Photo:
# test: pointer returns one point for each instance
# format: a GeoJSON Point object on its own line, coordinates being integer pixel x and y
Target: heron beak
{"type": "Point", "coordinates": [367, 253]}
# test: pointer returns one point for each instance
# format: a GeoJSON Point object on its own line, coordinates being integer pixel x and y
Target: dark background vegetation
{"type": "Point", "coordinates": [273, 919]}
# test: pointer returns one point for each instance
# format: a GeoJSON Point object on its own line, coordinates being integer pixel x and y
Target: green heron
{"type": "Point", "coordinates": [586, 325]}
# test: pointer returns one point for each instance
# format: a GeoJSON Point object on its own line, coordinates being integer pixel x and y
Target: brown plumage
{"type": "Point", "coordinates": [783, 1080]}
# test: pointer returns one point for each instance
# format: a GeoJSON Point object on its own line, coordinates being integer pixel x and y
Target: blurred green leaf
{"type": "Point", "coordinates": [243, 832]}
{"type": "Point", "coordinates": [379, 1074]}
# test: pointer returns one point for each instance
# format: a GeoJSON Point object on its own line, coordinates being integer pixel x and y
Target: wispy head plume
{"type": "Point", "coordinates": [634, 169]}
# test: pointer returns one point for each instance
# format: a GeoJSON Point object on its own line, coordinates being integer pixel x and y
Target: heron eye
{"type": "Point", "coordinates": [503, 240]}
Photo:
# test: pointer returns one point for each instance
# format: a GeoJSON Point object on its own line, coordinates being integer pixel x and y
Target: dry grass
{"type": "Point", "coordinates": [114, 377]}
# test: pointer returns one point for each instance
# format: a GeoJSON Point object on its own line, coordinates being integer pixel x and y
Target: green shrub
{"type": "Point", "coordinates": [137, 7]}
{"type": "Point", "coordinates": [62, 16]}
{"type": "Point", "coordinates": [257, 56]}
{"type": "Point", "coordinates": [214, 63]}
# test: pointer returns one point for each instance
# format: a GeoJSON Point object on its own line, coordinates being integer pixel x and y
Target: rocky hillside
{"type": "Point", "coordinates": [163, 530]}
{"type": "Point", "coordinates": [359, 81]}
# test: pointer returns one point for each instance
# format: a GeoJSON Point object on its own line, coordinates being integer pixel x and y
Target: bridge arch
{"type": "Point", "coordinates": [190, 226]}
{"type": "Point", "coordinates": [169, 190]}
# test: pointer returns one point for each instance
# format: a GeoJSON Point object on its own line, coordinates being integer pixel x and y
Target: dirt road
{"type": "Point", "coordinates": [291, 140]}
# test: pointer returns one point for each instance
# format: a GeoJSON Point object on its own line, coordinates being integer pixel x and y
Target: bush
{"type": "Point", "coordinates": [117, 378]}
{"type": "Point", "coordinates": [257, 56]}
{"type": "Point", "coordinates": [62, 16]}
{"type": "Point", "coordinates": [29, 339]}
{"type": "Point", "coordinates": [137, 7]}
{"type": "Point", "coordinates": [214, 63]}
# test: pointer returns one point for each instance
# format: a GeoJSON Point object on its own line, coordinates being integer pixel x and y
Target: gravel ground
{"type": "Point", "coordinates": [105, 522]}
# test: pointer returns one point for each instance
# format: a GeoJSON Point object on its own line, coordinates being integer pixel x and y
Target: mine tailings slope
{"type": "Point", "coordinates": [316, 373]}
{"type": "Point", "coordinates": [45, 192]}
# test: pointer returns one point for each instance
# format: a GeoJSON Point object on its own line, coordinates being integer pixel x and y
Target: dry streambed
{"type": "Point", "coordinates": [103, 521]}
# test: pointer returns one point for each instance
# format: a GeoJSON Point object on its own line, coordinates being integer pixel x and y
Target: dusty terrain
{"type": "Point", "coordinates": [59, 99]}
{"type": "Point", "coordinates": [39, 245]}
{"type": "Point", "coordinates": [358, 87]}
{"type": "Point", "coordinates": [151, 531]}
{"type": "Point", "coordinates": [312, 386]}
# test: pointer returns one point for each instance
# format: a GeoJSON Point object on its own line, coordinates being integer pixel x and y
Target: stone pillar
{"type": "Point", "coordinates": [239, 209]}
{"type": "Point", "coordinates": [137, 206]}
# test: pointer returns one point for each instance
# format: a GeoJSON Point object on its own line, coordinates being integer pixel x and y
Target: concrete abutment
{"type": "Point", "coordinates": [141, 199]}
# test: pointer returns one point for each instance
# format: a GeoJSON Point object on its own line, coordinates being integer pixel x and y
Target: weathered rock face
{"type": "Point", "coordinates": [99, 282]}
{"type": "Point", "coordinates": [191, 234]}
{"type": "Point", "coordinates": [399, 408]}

> _Required work_:
Go through the data and retype all of it exactly.

> _Finished exercise_:
Photo:
# test: pointer returns one point for each instance
# format: a GeoJSON Point object on its own line, coordinates being integer pixel x and y
Target: heron beak
{"type": "Point", "coordinates": [367, 253]}
# test: pointer returns one point for each instance
# format: a GeoJSON Point object on its own line, coordinates being integer pixel x and y
Target: dark background vegetation
{"type": "Point", "coordinates": [273, 919]}
# test: pointer returns one point for each instance
# format: a GeoJSON Point object on its own line, coordinates being integer pixel x and y
Target: green heron
{"type": "Point", "coordinates": [586, 325]}
# test: pointer returns one point for each instance
# format: a GeoJSON Point object on its own line, coordinates being integer pixel x and y
Target: brown plumage
{"type": "Point", "coordinates": [783, 1080]}
# test: pointer returns one point for each instance
# format: a GeoJSON Point object on its own line, coordinates being integer pixel x and y
Target: blurred green leaf
{"type": "Point", "coordinates": [243, 832]}
{"type": "Point", "coordinates": [379, 1074]}
# test: pointer returns one point for each instance
# format: a GeoJSON Point object on its own line, coordinates being integer pixel x and y
Target: wispy head plume
{"type": "Point", "coordinates": [634, 169]}
# test: pointer returns one point for each instance
# format: a GeoJSON Point object on its own line, coordinates being integer pixel x and y
Target: heron eye
{"type": "Point", "coordinates": [503, 240]}
Photo:
# test: pointer returns one point for each instance
# format: a GeoJSON Point object on its own line, coordinates being integer pixel x and y
Target: dry grass
{"type": "Point", "coordinates": [114, 377]}
# test: pointer returns one point for each instance
# format: a GeoJSON Point object on its own line, coordinates being integer pixel x and y
Target: green shrub
{"type": "Point", "coordinates": [137, 7]}
{"type": "Point", "coordinates": [62, 16]}
{"type": "Point", "coordinates": [257, 56]}
{"type": "Point", "coordinates": [214, 63]}
# test: pointer returns one point for each instance
# format: a GeoJSON Point object on its own line, coordinates being integer pixel x and y
Target: rocky hillside
{"type": "Point", "coordinates": [163, 530]}
{"type": "Point", "coordinates": [359, 81]}
# test: pointer returns one point for each instance
# format: a GeoJSON Point object on its own line, coordinates being integer pixel x and y
Target: bridge arch
{"type": "Point", "coordinates": [190, 226]}
{"type": "Point", "coordinates": [169, 190]}
# test: pointer returns one point for each instance
# format: a GeoJSON Point object on its own line, coordinates being integer pixel x and y
Target: dirt road
{"type": "Point", "coordinates": [291, 140]}
# test: pointer returns one point for each instance
# format: a GeoJSON Point object on its own line, coordinates being integer pixel x and y
Target: bush
{"type": "Point", "coordinates": [117, 378]}
{"type": "Point", "coordinates": [257, 56]}
{"type": "Point", "coordinates": [62, 16]}
{"type": "Point", "coordinates": [29, 339]}
{"type": "Point", "coordinates": [137, 7]}
{"type": "Point", "coordinates": [214, 63]}
# test: pointer returns one point for each instance
# format: a GeoJSON Point object on its own line, coordinates being integer pixel x and y
Target: gravel ground
{"type": "Point", "coordinates": [105, 522]}
# test: pointer returns one point for each instance
# format: a GeoJSON Point object on its own line, coordinates being integer pixel x and y
Target: mine tailings slope
{"type": "Point", "coordinates": [316, 373]}
{"type": "Point", "coordinates": [45, 192]}
# test: pointer returns one point for each instance
# format: a GeoJSON Point object on its own line, coordinates being integer pixel x and y
Target: dry streambed
{"type": "Point", "coordinates": [103, 521]}
# test: pointer returns one point for each instance
# format: a GeoJSON Point object on its own line, coordinates being integer pixel x and y
Target: dusty terrain
{"type": "Point", "coordinates": [59, 99]}
{"type": "Point", "coordinates": [39, 245]}
{"type": "Point", "coordinates": [358, 87]}
{"type": "Point", "coordinates": [151, 531]}
{"type": "Point", "coordinates": [312, 386]}
# test: pointer returns one point for each instance
# format: a GeoJSON Point object on its own line, coordinates being integer pixel x and y
Target: stone pillar
{"type": "Point", "coordinates": [239, 209]}
{"type": "Point", "coordinates": [137, 206]}
# test: pointer returns one point for each instance
# format: a GeoJSON Point object on its own line, coordinates being integer pixel x and y
Target: concrete abutment
{"type": "Point", "coordinates": [141, 199]}
# test: pointer returns one point for each instance
# format: a GeoJSON Point object on its own line, coordinates being integer pixel x and y
Target: weathered rock face
{"type": "Point", "coordinates": [99, 282]}
{"type": "Point", "coordinates": [191, 234]}
{"type": "Point", "coordinates": [399, 408]}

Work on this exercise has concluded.